(Location annotation dataset excerpts)
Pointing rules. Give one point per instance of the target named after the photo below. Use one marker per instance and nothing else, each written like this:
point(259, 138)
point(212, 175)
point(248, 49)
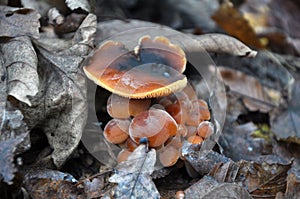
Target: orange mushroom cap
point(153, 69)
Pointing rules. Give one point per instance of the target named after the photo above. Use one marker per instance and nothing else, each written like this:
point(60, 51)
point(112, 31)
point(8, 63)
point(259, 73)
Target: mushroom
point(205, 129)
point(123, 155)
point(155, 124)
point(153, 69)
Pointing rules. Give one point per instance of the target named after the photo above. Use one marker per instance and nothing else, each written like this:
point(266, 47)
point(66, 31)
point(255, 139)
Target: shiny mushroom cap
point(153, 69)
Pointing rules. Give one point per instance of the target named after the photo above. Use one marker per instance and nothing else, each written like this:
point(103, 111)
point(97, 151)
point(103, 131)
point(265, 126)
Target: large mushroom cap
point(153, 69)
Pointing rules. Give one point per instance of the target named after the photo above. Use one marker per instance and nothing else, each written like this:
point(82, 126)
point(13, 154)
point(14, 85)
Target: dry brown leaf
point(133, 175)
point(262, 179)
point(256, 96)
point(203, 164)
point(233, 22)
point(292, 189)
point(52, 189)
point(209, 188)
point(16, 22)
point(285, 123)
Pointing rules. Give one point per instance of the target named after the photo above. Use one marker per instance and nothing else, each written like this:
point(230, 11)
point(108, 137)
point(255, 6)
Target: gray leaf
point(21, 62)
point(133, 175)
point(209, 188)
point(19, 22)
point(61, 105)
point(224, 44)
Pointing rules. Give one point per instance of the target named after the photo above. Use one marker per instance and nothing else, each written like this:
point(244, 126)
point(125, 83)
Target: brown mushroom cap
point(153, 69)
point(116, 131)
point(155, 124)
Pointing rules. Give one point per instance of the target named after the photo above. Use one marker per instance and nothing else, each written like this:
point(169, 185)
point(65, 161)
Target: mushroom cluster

- _Problem statement_: Repeat the material above word for word and skip every image in it.

- _Exercise output_:
Pointing rules. Give one point per instance of the target named after the photo below. Use one marker per instance and nothing else, each written like this:
point(259, 138)
point(212, 175)
point(248, 49)
Target: orange mushroom cap
point(153, 69)
Pointing rules. Give one point per instance of the target named after the photo above. Use one marker per instance and nothing else, each written like this:
point(60, 51)
point(112, 31)
point(8, 63)
point(259, 73)
Target: mushroom
point(205, 129)
point(123, 155)
point(155, 124)
point(153, 69)
Pointing rules. Give one point per instance of the target named after the photo above. Use one marker per instance and nothing else, each written like this:
point(266, 47)
point(66, 31)
point(255, 139)
Target: shiny mushroom cap
point(153, 69)
Pointing rules. Give one point per instance of the target named after the photo above. Use one marker per instance and nothing else, each written like this:
point(103, 111)
point(97, 151)
point(103, 131)
point(265, 126)
Target: large mushroom cap
point(153, 69)
Pointing rules. Give one point per instance of the target named after the photo above. Use one marker per instance and nothing else, each written like this:
point(82, 126)
point(13, 154)
point(14, 85)
Target: dry brown leaf
point(133, 175)
point(262, 179)
point(256, 96)
point(203, 164)
point(233, 22)
point(292, 189)
point(52, 189)
point(209, 188)
point(16, 22)
point(285, 123)
Pointing rules. Give one point per instance of the target named after the photo above. Use one marker per instance and nothing else, each written like this:
point(230, 11)
point(108, 137)
point(255, 6)
Target: gray leaf
point(21, 62)
point(133, 175)
point(209, 188)
point(19, 22)
point(61, 105)
point(224, 44)
Pointing rules. Give one point per instance of the target named after the photo above. Use one marker per instance and nothing else, each written like this:
point(244, 126)
point(125, 83)
Target: brown mushroom cap
point(153, 69)
point(116, 131)
point(155, 124)
Pointing rules. Give one point per instance of the target named after the photo above. Use one marker per instance and nothing else, each written like this:
point(169, 185)
point(65, 161)
Target: mushroom cluster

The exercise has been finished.